■ **Selected excerpt**
SEPTA can sometimes be difficult to navigate for anyone. But how is it for those with disabilities that require a wheelchair?

Several months ago, Citizen editor Larry Platt posed a question we’ve been wondering about ever since: When was the the last time you encountered the city bureaucracy and said to yourself, “Wow, what great customer service?” Since then, we’ve taken a page from private industry and unleashed a team of mystery shoppers to interact with city service providers and report back on their experiences…the good, the bad, and the disfiguring. Stay tuned for more.

Mystery Shopper Test #30: Riding SEPTA while disabled

Method One: The Broad Street Line

Steps Taken: 

  1. Needing to go to a doctor’s appointment on Walnut Street, I take the Broad Street line from the Oregon stop in South Philly. I use the wheelchair accessible elevator to get on the train platform.

Rows of box annotation data
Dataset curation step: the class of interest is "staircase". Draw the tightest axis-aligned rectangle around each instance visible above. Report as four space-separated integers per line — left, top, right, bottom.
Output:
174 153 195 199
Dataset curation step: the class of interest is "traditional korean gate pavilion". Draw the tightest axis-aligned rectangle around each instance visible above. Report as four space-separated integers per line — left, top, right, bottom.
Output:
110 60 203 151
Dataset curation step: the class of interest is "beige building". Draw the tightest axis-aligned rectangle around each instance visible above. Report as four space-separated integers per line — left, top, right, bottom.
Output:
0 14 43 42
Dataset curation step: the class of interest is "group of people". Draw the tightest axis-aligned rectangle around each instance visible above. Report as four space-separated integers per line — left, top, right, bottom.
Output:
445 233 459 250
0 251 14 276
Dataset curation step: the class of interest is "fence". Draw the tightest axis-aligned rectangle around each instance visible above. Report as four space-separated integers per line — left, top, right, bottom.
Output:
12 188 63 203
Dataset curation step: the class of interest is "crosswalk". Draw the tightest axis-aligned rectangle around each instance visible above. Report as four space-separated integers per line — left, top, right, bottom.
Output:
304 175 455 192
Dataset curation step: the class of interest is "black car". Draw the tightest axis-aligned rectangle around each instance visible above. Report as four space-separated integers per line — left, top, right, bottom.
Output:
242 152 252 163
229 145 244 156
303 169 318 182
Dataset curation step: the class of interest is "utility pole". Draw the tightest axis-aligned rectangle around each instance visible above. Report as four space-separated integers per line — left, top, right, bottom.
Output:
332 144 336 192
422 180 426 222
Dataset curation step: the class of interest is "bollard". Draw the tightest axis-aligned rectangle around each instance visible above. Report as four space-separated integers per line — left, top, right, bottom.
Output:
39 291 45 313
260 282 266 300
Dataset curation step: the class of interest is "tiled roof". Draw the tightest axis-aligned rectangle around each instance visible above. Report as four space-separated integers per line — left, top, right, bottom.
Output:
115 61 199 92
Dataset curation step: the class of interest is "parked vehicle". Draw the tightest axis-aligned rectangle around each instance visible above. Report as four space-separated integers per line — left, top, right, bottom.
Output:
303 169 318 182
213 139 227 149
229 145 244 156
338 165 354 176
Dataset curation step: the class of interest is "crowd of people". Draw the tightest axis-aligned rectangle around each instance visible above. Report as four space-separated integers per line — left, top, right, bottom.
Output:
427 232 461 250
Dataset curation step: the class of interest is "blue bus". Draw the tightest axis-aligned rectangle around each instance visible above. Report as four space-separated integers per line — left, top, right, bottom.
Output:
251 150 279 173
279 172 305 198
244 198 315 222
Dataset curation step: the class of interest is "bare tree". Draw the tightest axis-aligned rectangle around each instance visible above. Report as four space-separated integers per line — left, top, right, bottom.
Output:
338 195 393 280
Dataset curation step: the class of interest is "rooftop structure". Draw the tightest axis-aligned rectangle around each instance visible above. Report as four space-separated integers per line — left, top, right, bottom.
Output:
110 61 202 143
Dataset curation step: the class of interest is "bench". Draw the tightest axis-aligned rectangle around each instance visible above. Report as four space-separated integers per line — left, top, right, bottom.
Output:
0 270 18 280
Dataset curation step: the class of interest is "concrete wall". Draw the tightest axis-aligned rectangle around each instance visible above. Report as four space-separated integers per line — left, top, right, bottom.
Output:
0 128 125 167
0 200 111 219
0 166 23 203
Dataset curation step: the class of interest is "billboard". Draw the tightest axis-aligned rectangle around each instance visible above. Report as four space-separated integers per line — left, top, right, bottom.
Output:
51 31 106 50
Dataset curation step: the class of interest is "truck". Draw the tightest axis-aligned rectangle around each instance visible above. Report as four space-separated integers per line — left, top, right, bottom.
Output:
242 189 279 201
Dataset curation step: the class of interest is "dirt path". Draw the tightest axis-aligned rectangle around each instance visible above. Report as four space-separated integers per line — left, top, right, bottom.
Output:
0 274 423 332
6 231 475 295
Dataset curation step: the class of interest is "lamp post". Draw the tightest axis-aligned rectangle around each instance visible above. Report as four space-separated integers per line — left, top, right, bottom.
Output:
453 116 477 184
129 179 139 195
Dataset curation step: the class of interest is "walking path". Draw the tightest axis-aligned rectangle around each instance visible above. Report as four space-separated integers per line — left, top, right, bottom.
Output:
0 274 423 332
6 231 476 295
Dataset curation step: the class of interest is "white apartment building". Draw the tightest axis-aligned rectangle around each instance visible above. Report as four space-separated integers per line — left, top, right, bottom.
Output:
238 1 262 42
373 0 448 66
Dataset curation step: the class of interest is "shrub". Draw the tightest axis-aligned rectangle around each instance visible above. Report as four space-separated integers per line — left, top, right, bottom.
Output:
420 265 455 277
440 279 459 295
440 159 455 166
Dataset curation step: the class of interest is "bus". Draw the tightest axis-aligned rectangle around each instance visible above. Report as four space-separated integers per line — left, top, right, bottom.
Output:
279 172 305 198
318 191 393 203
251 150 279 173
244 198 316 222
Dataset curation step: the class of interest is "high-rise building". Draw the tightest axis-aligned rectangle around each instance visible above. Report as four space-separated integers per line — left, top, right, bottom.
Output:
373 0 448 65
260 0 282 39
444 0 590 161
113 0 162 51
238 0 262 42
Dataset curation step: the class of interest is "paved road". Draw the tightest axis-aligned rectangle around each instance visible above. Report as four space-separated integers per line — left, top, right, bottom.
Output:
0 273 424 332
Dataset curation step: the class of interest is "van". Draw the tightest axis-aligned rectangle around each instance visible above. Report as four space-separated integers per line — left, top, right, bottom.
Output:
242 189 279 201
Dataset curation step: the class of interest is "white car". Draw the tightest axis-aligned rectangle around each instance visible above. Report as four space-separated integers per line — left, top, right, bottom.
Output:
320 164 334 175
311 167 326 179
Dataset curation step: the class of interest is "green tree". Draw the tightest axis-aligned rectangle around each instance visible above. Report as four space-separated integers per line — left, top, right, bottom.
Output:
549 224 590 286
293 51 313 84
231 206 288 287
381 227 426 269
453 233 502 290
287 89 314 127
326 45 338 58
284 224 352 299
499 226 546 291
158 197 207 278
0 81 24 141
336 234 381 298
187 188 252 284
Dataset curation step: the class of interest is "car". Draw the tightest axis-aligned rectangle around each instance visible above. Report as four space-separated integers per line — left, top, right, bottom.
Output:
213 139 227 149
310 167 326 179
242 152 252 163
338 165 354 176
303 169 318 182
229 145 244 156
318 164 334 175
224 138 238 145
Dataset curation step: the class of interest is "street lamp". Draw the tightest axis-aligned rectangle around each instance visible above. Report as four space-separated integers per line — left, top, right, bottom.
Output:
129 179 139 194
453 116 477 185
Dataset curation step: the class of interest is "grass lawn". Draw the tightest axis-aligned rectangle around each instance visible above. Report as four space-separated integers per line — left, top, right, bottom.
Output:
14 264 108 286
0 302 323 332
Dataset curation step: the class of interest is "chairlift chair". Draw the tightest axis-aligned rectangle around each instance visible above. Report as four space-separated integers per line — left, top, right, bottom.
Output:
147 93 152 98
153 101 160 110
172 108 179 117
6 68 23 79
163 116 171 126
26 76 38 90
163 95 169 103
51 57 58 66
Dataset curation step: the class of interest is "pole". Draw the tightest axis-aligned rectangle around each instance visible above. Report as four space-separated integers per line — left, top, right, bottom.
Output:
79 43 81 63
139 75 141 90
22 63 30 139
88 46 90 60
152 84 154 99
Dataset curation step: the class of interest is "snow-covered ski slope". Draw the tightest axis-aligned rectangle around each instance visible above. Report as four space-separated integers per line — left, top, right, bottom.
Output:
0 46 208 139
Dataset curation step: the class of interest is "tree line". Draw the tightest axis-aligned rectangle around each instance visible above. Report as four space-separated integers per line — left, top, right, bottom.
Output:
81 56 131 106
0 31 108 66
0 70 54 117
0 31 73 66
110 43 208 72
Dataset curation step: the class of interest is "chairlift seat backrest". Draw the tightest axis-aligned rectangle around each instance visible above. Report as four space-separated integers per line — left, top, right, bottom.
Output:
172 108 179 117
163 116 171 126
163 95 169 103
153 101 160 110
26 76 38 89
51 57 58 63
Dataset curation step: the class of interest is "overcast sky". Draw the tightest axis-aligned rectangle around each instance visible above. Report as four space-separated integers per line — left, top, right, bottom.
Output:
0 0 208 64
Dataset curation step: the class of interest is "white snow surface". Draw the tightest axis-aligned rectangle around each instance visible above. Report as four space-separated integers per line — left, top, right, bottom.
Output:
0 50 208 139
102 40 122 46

■ **Given problem**
Continue the piece on riding SEPTA in a wheelchair from its last sentence, keeping the same numbered-step format.

■ **Result**
  2. At the Walnut- Locust station, the elevator is broken.
  3. I wave down a SEPTA employee for help. She wanders over after a few minutes and says the elevator could take a day to fix.
  4. I call an attendant I hire for daily tasks, and then wait 30 minutes for her to arrive.
  5. The attendant manually carries me and my wheelchair up the steps.
  6. I’m 40 minutes late for my doctor’s appointment.

Time spent: One hour

Result: Not able to complete my trip without outside help—and am late to appointment.

Lightning bolt rating

The Regional Rail

Method Two: The Regional Rail 

Steps Taken: 

  1. To visit a friend in Hatboro, I take SEPTA’s Warminster Line from 30th Street Station. The elevator easily takes me down to the platform.
  2. The train stop in Hatboro has no elevator, so I am forced to ride to the next stop, Warminster.
  3. When the train arrives, the Regional Rail employee needed to put the wheelchair ramp down is nowhere to be seen.
  4. I do a weird jump thing with my wheelchair to bridge the giant gap between platform and train. This time, I’m successful, although sometimes the chair gets stuck.
  5. I take the elevator down to the station, where I meet my friend with an accessible van.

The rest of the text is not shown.